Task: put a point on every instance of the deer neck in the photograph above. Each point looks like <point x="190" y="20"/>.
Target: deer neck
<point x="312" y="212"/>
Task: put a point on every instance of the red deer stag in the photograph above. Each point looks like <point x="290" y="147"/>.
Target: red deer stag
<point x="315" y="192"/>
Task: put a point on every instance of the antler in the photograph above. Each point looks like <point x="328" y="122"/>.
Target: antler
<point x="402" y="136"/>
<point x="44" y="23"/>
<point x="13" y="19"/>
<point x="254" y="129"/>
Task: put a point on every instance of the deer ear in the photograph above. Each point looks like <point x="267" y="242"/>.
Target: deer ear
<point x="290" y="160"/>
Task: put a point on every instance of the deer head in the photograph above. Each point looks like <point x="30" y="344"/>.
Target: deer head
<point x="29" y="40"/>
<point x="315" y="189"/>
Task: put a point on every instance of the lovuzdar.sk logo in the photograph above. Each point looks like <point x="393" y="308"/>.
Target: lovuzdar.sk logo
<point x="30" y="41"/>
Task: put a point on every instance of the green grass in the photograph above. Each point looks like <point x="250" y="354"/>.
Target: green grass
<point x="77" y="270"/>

------------------------------

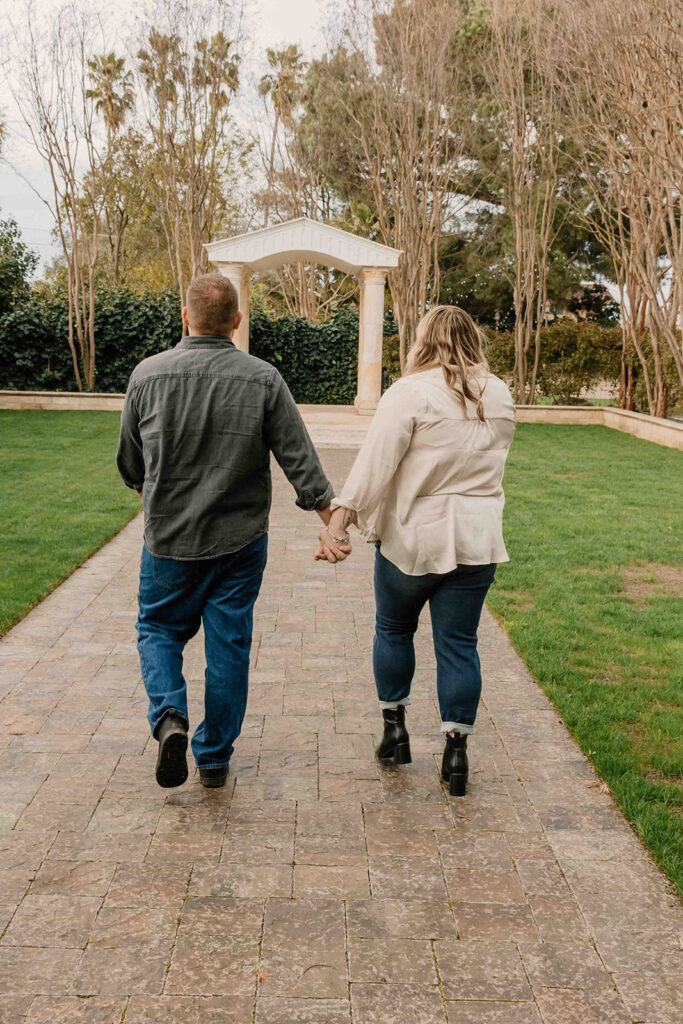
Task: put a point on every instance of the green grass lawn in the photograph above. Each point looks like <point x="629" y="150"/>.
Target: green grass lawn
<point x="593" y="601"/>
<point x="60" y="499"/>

------------------------------

● TASK BRIEF:
Tally the lines of the data above that contain the string "Target", and reply with the number alone.

● EXERCISE ANSWER:
8